Copy exactly. Begin with the line that contains "Tag the wooden picnic" and stop after the last line of the records.

▶ Input records
────
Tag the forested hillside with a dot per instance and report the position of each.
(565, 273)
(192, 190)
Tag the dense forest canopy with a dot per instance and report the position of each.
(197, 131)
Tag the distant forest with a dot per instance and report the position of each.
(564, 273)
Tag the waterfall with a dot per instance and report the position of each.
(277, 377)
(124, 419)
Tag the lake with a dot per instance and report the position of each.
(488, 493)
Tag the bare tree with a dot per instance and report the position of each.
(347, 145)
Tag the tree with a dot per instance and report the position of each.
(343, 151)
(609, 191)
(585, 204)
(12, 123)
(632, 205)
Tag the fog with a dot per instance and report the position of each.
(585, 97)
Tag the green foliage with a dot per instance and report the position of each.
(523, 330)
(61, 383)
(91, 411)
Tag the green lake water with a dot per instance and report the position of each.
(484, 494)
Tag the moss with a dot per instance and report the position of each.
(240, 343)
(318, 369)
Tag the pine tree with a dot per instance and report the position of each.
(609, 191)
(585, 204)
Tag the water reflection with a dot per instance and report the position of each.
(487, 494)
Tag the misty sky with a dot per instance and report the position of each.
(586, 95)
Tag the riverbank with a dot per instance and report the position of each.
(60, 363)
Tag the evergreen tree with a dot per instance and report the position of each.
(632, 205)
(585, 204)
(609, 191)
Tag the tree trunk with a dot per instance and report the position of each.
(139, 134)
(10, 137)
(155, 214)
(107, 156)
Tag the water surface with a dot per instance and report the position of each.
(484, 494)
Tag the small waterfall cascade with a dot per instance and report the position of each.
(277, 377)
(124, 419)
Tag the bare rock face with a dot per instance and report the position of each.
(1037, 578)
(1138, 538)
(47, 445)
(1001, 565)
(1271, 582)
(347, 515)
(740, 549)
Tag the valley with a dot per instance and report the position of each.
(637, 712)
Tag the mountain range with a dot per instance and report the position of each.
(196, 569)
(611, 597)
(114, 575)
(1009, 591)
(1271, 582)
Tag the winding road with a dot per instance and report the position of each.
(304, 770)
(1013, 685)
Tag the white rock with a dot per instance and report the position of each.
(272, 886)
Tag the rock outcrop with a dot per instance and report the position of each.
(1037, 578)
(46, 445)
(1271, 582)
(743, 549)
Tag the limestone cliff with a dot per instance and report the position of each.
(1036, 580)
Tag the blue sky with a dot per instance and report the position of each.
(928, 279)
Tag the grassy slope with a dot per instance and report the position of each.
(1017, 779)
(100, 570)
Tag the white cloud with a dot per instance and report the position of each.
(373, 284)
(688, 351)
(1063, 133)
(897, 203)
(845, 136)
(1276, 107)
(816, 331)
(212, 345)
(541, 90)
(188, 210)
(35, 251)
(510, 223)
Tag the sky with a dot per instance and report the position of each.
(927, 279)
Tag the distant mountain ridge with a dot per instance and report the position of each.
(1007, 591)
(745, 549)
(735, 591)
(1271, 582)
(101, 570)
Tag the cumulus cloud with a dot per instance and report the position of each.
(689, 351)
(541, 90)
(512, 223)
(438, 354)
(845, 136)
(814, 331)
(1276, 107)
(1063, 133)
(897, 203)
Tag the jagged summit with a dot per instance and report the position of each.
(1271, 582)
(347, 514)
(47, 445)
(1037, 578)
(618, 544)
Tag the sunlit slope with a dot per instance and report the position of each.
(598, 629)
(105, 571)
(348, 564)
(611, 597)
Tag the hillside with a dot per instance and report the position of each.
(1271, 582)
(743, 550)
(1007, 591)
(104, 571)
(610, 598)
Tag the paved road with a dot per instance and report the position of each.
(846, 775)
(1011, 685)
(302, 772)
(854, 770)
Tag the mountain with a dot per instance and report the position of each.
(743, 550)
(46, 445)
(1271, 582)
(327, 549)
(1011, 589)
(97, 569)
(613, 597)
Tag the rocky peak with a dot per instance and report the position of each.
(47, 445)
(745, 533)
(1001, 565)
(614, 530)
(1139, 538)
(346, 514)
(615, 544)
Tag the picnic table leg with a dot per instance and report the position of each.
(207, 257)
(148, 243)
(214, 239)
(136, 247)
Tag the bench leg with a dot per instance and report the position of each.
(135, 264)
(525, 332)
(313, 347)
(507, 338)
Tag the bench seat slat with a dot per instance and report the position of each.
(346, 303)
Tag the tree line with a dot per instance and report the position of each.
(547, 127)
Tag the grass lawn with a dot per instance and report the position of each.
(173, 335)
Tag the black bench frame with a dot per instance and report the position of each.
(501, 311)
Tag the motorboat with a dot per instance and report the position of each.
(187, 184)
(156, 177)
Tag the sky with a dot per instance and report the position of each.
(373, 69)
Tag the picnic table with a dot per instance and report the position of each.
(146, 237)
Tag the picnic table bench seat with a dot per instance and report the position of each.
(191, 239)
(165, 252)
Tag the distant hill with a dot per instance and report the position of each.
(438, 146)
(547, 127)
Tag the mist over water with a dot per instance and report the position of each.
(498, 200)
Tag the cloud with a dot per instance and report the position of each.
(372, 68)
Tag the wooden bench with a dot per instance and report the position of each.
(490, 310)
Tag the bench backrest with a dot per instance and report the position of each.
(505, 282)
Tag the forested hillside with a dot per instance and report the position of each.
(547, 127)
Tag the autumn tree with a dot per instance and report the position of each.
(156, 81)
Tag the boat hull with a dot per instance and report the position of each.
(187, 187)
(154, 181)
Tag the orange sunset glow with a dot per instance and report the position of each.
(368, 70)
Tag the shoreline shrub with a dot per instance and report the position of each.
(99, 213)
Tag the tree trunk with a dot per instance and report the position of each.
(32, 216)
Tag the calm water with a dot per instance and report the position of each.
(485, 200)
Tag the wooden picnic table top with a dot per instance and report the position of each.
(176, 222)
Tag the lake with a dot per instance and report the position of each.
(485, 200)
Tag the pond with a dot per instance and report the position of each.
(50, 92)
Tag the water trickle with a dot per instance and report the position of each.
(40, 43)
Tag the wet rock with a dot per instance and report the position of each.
────
▶ Solution to the exercise
Tag the wooden picnic table top with a dot per instance and report the position of each.
(176, 222)
Tag the lake with a dot per instance and report the position of each.
(485, 200)
Tag the pond with a dot per instance and report the position of each.
(50, 92)
Tag the water trickle with a dot per instance and report the position of each.
(40, 43)
Tag the wet rock with a dot per instance and report the position of each.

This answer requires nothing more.